TASK STATEMENT
Rewrite the lines of every record below, putting "with a dot" wherever "with a marker" occurs and leaving everything else unchanged. Omit the pictures from your answer.

EXERCISE MATERIAL

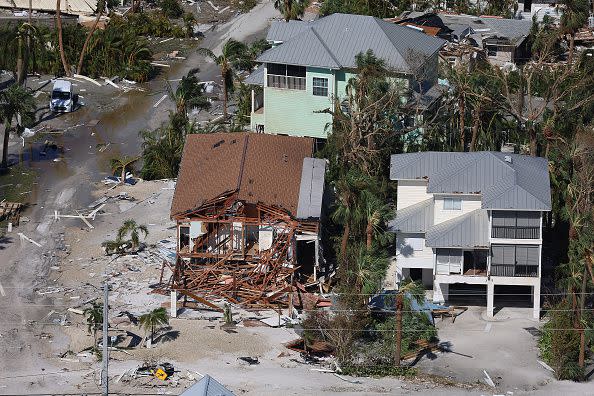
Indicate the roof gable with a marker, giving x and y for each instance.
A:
(261, 167)
(334, 41)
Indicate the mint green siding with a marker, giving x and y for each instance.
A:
(293, 112)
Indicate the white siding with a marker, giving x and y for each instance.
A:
(411, 192)
(469, 203)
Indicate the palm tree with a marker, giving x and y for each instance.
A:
(157, 317)
(348, 211)
(99, 12)
(25, 30)
(408, 289)
(122, 164)
(15, 102)
(232, 53)
(189, 94)
(130, 227)
(574, 17)
(94, 315)
(291, 9)
(60, 41)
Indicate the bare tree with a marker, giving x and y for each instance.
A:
(60, 42)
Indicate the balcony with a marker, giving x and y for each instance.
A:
(286, 82)
(515, 232)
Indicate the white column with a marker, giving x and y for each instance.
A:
(173, 307)
(536, 299)
(490, 298)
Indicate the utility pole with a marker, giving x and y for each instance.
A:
(105, 338)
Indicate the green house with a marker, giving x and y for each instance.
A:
(310, 63)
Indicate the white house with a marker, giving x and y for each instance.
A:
(471, 218)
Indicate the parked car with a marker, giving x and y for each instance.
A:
(63, 99)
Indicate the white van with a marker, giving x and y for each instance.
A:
(62, 99)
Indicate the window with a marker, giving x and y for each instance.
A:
(452, 204)
(285, 76)
(320, 86)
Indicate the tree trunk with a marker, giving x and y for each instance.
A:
(369, 233)
(60, 42)
(533, 140)
(582, 355)
(100, 7)
(5, 147)
(398, 351)
(476, 122)
(571, 49)
(462, 110)
(344, 242)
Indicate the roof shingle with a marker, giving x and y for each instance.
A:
(264, 168)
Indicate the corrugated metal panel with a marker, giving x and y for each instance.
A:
(467, 231)
(305, 49)
(311, 189)
(338, 38)
(76, 7)
(521, 184)
(413, 219)
(207, 386)
(256, 78)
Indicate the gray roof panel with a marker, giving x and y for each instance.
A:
(416, 218)
(207, 386)
(311, 189)
(470, 230)
(334, 41)
(522, 184)
(304, 49)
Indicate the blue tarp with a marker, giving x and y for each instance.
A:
(385, 301)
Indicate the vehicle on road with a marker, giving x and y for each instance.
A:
(62, 99)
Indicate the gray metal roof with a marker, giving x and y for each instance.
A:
(311, 189)
(522, 184)
(282, 31)
(333, 42)
(256, 78)
(207, 386)
(470, 230)
(416, 218)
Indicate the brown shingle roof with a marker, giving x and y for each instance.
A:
(265, 168)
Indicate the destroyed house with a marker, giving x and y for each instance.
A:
(247, 208)
(495, 39)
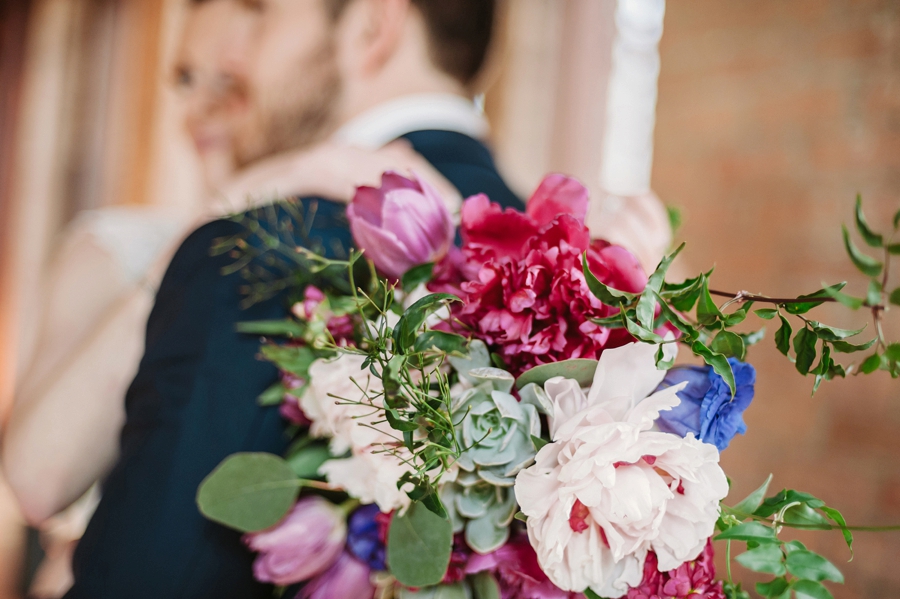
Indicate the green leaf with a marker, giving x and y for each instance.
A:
(639, 332)
(748, 531)
(538, 442)
(272, 328)
(783, 336)
(729, 344)
(717, 361)
(661, 362)
(848, 348)
(766, 558)
(838, 518)
(417, 275)
(776, 589)
(272, 396)
(248, 491)
(866, 264)
(578, 369)
(449, 343)
(418, 546)
(805, 348)
(870, 364)
(754, 337)
(751, 502)
(484, 586)
(305, 463)
(677, 321)
(812, 566)
(707, 310)
(895, 297)
(871, 238)
(804, 307)
(854, 303)
(607, 295)
(808, 589)
(646, 306)
(406, 330)
(828, 333)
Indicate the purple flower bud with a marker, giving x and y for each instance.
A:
(305, 543)
(707, 408)
(347, 578)
(401, 224)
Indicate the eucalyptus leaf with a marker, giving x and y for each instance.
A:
(872, 239)
(766, 558)
(718, 362)
(607, 295)
(866, 264)
(809, 589)
(751, 502)
(579, 369)
(748, 531)
(417, 275)
(418, 546)
(805, 347)
(848, 348)
(248, 491)
(729, 344)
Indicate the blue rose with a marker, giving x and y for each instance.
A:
(364, 538)
(707, 408)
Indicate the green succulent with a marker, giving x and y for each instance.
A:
(497, 432)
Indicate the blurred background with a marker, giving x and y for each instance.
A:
(770, 117)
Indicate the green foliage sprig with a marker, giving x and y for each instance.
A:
(706, 327)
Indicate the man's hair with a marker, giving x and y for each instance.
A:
(459, 32)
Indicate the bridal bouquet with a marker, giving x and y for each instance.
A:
(504, 418)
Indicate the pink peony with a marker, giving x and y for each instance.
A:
(695, 579)
(305, 543)
(401, 224)
(517, 571)
(609, 489)
(347, 578)
(525, 291)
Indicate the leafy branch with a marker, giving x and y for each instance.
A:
(705, 327)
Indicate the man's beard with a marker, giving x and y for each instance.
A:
(300, 114)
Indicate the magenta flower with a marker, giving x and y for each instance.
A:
(401, 224)
(304, 544)
(516, 569)
(695, 579)
(347, 578)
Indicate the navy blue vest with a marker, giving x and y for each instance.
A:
(193, 402)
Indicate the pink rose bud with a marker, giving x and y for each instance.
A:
(401, 224)
(304, 544)
(348, 578)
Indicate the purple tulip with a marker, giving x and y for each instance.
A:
(401, 224)
(304, 544)
(348, 578)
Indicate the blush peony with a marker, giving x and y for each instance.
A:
(609, 488)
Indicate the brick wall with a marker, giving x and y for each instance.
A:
(772, 115)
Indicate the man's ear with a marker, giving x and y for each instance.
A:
(373, 29)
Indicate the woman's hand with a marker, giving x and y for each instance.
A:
(328, 170)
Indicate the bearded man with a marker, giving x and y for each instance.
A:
(361, 72)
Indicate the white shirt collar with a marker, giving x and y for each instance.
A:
(420, 112)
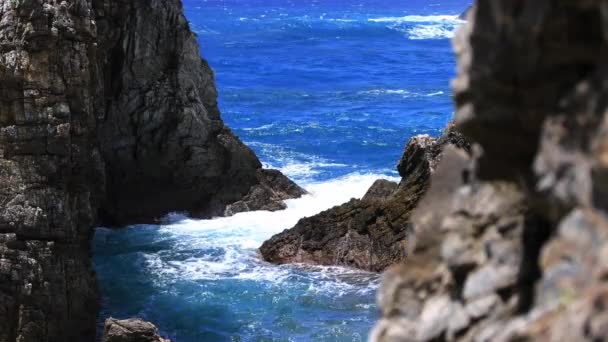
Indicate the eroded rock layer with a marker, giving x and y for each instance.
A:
(105, 107)
(370, 233)
(512, 244)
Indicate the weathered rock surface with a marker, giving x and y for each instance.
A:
(130, 330)
(105, 106)
(370, 233)
(511, 244)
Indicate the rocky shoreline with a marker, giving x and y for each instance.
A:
(510, 241)
(370, 233)
(108, 115)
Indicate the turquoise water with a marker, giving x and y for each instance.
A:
(327, 91)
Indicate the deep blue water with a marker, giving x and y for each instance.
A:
(327, 91)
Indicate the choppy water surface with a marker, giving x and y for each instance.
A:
(327, 91)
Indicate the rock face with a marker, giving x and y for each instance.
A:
(130, 330)
(512, 243)
(105, 107)
(370, 233)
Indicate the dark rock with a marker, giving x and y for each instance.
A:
(370, 233)
(517, 235)
(130, 330)
(105, 106)
(270, 192)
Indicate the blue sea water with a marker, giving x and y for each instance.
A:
(328, 91)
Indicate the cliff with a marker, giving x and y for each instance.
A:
(511, 243)
(107, 114)
(370, 233)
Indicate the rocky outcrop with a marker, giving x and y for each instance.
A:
(370, 233)
(512, 243)
(130, 330)
(105, 107)
(163, 142)
(269, 194)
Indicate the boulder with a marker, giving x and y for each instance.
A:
(130, 330)
(369, 233)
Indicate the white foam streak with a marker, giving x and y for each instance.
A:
(418, 19)
(229, 244)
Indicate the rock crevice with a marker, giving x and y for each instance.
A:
(370, 233)
(107, 114)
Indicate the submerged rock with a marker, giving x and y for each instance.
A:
(106, 107)
(370, 233)
(520, 240)
(130, 330)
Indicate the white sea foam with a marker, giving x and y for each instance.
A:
(418, 19)
(401, 92)
(420, 32)
(418, 27)
(227, 246)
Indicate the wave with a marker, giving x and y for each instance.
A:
(417, 27)
(419, 19)
(402, 92)
(226, 247)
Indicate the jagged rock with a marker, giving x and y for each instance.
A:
(130, 330)
(370, 233)
(270, 192)
(517, 234)
(105, 106)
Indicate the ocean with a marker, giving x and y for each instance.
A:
(329, 92)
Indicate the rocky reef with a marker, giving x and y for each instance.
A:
(130, 330)
(370, 233)
(511, 243)
(107, 114)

ANSWER IN FULL
Indicate the roof gable with a dot, giving x and y for each instance.
A:
(261, 167)
(334, 41)
Indicate the mint green siding with a dot, giving x and y for each instance.
A:
(293, 112)
Indicate the white siding with a dot, giving x and y for each instance.
A:
(411, 192)
(469, 203)
Indicate the palm tree with a dot, giving x and y for each instance.
A:
(157, 317)
(348, 211)
(99, 12)
(25, 30)
(408, 289)
(122, 164)
(15, 102)
(232, 53)
(189, 94)
(130, 227)
(574, 17)
(94, 315)
(291, 9)
(60, 41)
Indicate the bare tree with a dot, giving x and y for each instance.
A:
(60, 42)
Indicate the balcony with a dot, giving x and y for each instance.
A:
(286, 82)
(515, 232)
Indicate the white column with a dot, giving x and y for each instance.
A:
(173, 307)
(536, 299)
(490, 298)
Indicate the utility pole with a dot, giving x and y for each instance.
A:
(105, 338)
Indicate the green house with a dot, giving x and y for each instance.
A:
(310, 63)
Indicate the white house with a dot, giving x and y for each instance.
A:
(471, 218)
Indicate the parked car with a dot, giving x and y for each instance.
A:
(63, 99)
Indicate the white van with a dot, giving x and y for each instance.
A:
(62, 99)
Indicate the window with a dot, giving x and y for each instance.
A:
(452, 204)
(285, 76)
(320, 86)
Indicate the tree trunk with a dot, giving x and y for each instance.
A:
(369, 233)
(60, 42)
(533, 140)
(582, 355)
(100, 7)
(5, 147)
(398, 351)
(476, 122)
(571, 49)
(462, 110)
(344, 242)
Indicate the roof shingle with a dot, giving x and y for each instance.
A:
(264, 168)
Indicate the corrugated metal panel with a dot, giving x and y for each instance.
A:
(467, 231)
(305, 49)
(311, 189)
(338, 38)
(76, 7)
(521, 184)
(413, 219)
(207, 386)
(256, 78)
Indicate the gray roof panel with a dot, giving x and y for each instance.
A:
(416, 218)
(207, 386)
(311, 189)
(470, 230)
(334, 41)
(522, 184)
(304, 49)
Indicate the blue tarp with a dot, giving x and y for each instance.
A:
(385, 301)
Indicate the vehicle on road with a dot, giving x and y for each instance.
A:
(62, 99)
Indicate the gray metal roof with a dot, giving x and y for each instance.
A:
(311, 189)
(522, 184)
(282, 31)
(333, 42)
(256, 78)
(207, 386)
(470, 230)
(416, 218)
Indicate the brown shingle roof with a dot, giving x and y for each instance.
A:
(265, 168)
Indicate the destroyed house with a dot, giving x and y for each instance.
A:
(247, 208)
(495, 39)
Indicate the green leaf with a dot, giving x and y for each instance.
A:
(639, 332)
(748, 531)
(538, 442)
(272, 328)
(783, 336)
(729, 344)
(717, 361)
(661, 362)
(848, 348)
(766, 558)
(838, 518)
(417, 275)
(776, 589)
(272, 396)
(248, 491)
(866, 264)
(578, 369)
(449, 343)
(418, 546)
(805, 348)
(870, 364)
(754, 337)
(751, 502)
(484, 586)
(305, 463)
(677, 321)
(812, 566)
(707, 310)
(895, 297)
(871, 238)
(804, 307)
(854, 303)
(607, 295)
(808, 589)
(646, 306)
(406, 330)
(828, 333)
Indicate the purple flower bud with a dot, giving x and y for each instance.
A:
(305, 543)
(707, 408)
(347, 578)
(401, 224)
Indicate the eucalyptus leaf with a dot, giving x and y for each instance.
A:
(872, 239)
(766, 558)
(718, 362)
(607, 295)
(866, 264)
(809, 589)
(751, 502)
(579, 369)
(748, 531)
(417, 275)
(418, 546)
(805, 347)
(848, 348)
(248, 491)
(729, 344)
Indicate the blue rose with a dot, giving x and y for each instance.
A:
(364, 538)
(707, 408)
Indicate the green succulent with a dot, giving x and y for each instance.
A:
(497, 432)
Indicate the blurred background with a dot, giving x and y for each instance.
A:
(770, 117)
Indicate the green foliage sprig with a dot, giving x and y for each instance.
A:
(706, 327)
Indicate the man's hair with a dot, giving x and y for each instance.
A:
(459, 32)
Indicate the bridal bouquet with a dot, giving x and y for each instance.
A:
(504, 418)
Indicate the pink peony with a dot, giving x and y for each instance.
A:
(695, 579)
(305, 543)
(401, 224)
(517, 571)
(609, 489)
(347, 578)
(525, 291)
Indicate the leafy branch with a dot, giving x and y for each instance.
A:
(705, 327)
Indicate the man's beard with a dot, giving x and y for each instance.
A:
(300, 114)
Indicate the magenta flower with a dot, giving x and y for each instance.
A:
(401, 224)
(304, 544)
(516, 569)
(695, 579)
(347, 578)
Indicate the navy blue vest with a dot, giving x and y for each instance.
A:
(193, 402)
Indicate the pink rose bud with a dot, giving x and y for each instance.
A:
(401, 224)
(304, 544)
(348, 578)
Indicate the purple tulip with a dot, giving x and y for each instance.
A:
(401, 224)
(304, 544)
(348, 578)
Indicate the blush peony with a dot, giving x and y for each instance.
A:
(609, 488)
Indicate the brick wall with a dot, giving x and y for each instance.
A:
(772, 115)
Indicate the man's ear with a dot, giving x and y for each instance.
A:
(373, 29)
Indicate the woman's hand with a dot, giving x and y for each instance.
A:
(328, 170)
Indicate the bearded man with a dot, giving x and y for each instance.
A:
(361, 72)
Indicate the white shirt collar with a dot, giving x and y for each instance.
A:
(420, 112)
Indicate the eroded rock layer with a dot, giving x and y for each instance.
A:
(105, 107)
(370, 233)
(512, 244)
Indicate the weathered rock surface with a dot, giving x and y for each instance.
A:
(130, 330)
(105, 106)
(370, 233)
(511, 244)
Indicate the rocky shoreline with a dot, giving x and y for each instance.
A:
(510, 241)
(370, 233)
(108, 115)
Indicate the turquoise water with a dot, giving x and y for each instance.
A:
(327, 91)
Indicate the deep blue water with a dot, giving x and y for each instance.
A:
(327, 91)
Indicate the choppy water surface with a dot, giving x and y for each instance.
A:
(327, 91)
Indicate the rock face with a dot, giving x and y for each instance.
A:
(130, 330)
(512, 243)
(105, 107)
(370, 233)
Indicate the dark rock with a dot, giving x and y for each instance.
A:
(370, 233)
(517, 235)
(130, 330)
(105, 106)
(270, 192)
Indicate the blue sea water with a dot, giving x and y for each instance.
A:
(328, 91)
Indicate the cliff with a dot, giving x and y for each instance.
A:
(511, 243)
(107, 114)
(370, 233)
Indicate the rocky outcrop with a dot, giving x and y for each instance.
A:
(370, 233)
(512, 243)
(130, 330)
(105, 107)
(163, 142)
(269, 194)
Indicate the boulder with a dot, giving x and y for each instance.
A:
(130, 330)
(369, 233)
Indicate the white foam streak with a dot, giving x and y for each instance.
A:
(418, 19)
(229, 244)
Indicate the rock crevice with a dot, giving x and y for each instance.
A:
(370, 233)
(107, 114)
Indicate the submerged rock with a dot, giving x and y for each instance.
A:
(106, 107)
(370, 233)
(520, 240)
(130, 330)
Indicate the white sea foam with a dot, giving x and y for each instance.
A:
(418, 19)
(401, 92)
(420, 32)
(418, 27)
(227, 246)
Indicate the wave with a dot, giving x and y for each instance.
A:
(417, 27)
(419, 19)
(402, 92)
(226, 247)
Indicate the jagged rock with a dot, giving x and y for each instance.
A:
(130, 330)
(370, 233)
(270, 192)
(517, 234)
(105, 106)
Indicate the ocean with a dot, giving x and y for each instance.
A:
(329, 92)
Indicate the rocky reef with a dot, giving x and y for each instance.
A:
(130, 330)
(370, 233)
(511, 243)
(107, 114)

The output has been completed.